*AIM*: Please convert each line of the items below into a Markdown table with two columns, Row and Item Line, numbering the rows and skipping any blank lines. Leave the pictures out of the answer.

[Entries drawn from a collection]
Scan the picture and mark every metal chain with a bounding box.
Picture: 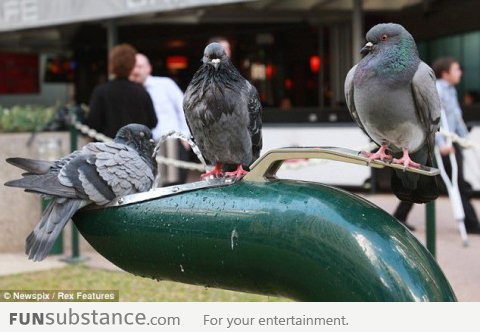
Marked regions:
[437,128,480,149]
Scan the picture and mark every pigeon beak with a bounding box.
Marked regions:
[360,42,373,55]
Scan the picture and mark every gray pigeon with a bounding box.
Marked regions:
[5,124,156,261]
[345,23,440,203]
[183,43,262,177]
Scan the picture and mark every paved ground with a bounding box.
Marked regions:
[0,195,480,301]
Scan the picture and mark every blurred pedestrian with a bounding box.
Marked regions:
[130,53,190,185]
[85,44,158,137]
[394,57,480,234]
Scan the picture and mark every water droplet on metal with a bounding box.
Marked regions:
[230,228,238,250]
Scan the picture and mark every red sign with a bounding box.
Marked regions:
[0,52,40,94]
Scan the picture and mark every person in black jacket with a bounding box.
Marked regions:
[85,44,157,137]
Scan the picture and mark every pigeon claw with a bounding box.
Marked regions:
[225,165,248,179]
[393,149,420,168]
[200,163,223,180]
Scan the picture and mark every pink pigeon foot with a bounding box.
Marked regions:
[225,165,248,179]
[200,163,223,179]
[393,148,420,168]
[364,144,392,161]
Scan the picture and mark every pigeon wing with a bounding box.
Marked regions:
[95,142,155,197]
[247,81,262,161]
[345,65,376,143]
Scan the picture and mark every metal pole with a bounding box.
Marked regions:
[107,20,118,51]
[425,201,437,257]
[352,0,363,64]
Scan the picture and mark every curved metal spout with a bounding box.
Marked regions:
[74,180,456,301]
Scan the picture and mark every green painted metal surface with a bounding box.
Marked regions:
[74,180,456,301]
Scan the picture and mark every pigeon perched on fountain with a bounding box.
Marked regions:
[183,43,262,178]
[345,23,440,203]
[5,124,157,261]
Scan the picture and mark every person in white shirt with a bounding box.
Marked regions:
[130,53,190,185]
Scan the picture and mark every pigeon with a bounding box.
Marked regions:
[345,23,441,203]
[183,43,262,178]
[5,124,157,261]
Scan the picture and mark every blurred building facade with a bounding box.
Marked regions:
[0,0,480,118]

*RESULT*:
| Row | Item Line |
|---|---|
| 1 | Scan the picture and mark every metal chain with a bounding box. |
| 2 | Picture:  |
| 3 | Marked regions: |
| 4 | [437,128,480,149] |
| 5 | Scan the picture and mark every pigeon beak with a bounding box. |
| 6 | Marked regions: |
| 7 | [360,42,373,55] |
| 8 | Scan the picture and mark every gray pigeon with a bounding box. |
| 9 | Marked regions: |
| 10 | [5,124,156,261] |
| 11 | [345,23,440,203] |
| 12 | [183,43,262,177] |
| 13 | Scan the picture and mark every paved ground with a bounding box. |
| 14 | Marked regions: |
| 15 | [0,195,480,301] |
| 16 | Scan the picture and mark every blurred pedestrian with a bounding box. |
| 17 | Marked regions: |
| 18 | [130,53,190,185] |
| 19 | [85,44,158,137] |
| 20 | [394,57,480,234] |
| 21 | Scan the picture and mark every water droplet on metal with a bounding box. |
| 22 | Marked regions: |
| 23 | [230,228,238,250] |
| 24 | Scan the picture and mark every red sign with a bounding box. |
| 25 | Marked regions: |
| 26 | [0,52,40,94] |
| 27 | Scan the picture and mark every person in black jacket with a bounding box. |
| 28 | Marked regions: |
| 29 | [85,44,157,137] |
| 30 | Scan the picture and mark every pigeon claw with a bounding box. |
| 31 | Marked regions: |
| 32 | [225,165,248,179] |
| 33 | [393,149,420,168] |
| 34 | [200,163,223,180] |
| 35 | Scan the picture and mark every pink pigeon foot with a bounding box. |
| 36 | Marked regions: |
| 37 | [225,165,248,179] |
| 38 | [200,163,223,179] |
| 39 | [393,148,420,168] |
| 40 | [364,144,392,161] |
| 41 | Scan the picture and mark every pigeon wing with a bounding box. |
| 42 | Marked regions: |
| 43 | [95,142,155,197] |
| 44 | [247,81,262,161] |
| 45 | [345,65,376,143] |
| 46 | Scan the picture and mark every metal pole with a bounding box. |
| 47 | Marked regions: |
| 48 | [107,20,118,51] |
| 49 | [425,201,437,257] |
| 50 | [352,0,363,64] |
| 51 | Scan the picture and mark every curved metal spout with a bounding box. |
| 52 | Marked regions: |
| 53 | [74,180,456,301] |
| 54 | Scan the picture and mark every green painted metal surface with a bounding box. |
| 55 | Marked regions: |
| 56 | [74,180,456,301] |
| 57 | Scan the picture and mark every pigeon perched on fountain with a bounding box. |
| 58 | Marked regions: |
| 59 | [183,43,262,178] |
| 60 | [345,23,440,203] |
| 61 | [5,124,157,261] |
| 62 | Scan the picture and mark every person in white shirt with a bounding box. |
| 63 | Marked regions: |
| 64 | [130,53,190,185] |
| 65 | Scan the picture and mark every pigeon with a bounding box. |
| 66 | Marked regions: |
| 67 | [345,23,441,203] |
| 68 | [183,43,262,178] |
| 69 | [5,124,157,261] |
| 70 | Scan the picture and mark every blurred building facade with a bounding box. |
| 71 | Marked regions: |
| 72 | [0,0,480,118] |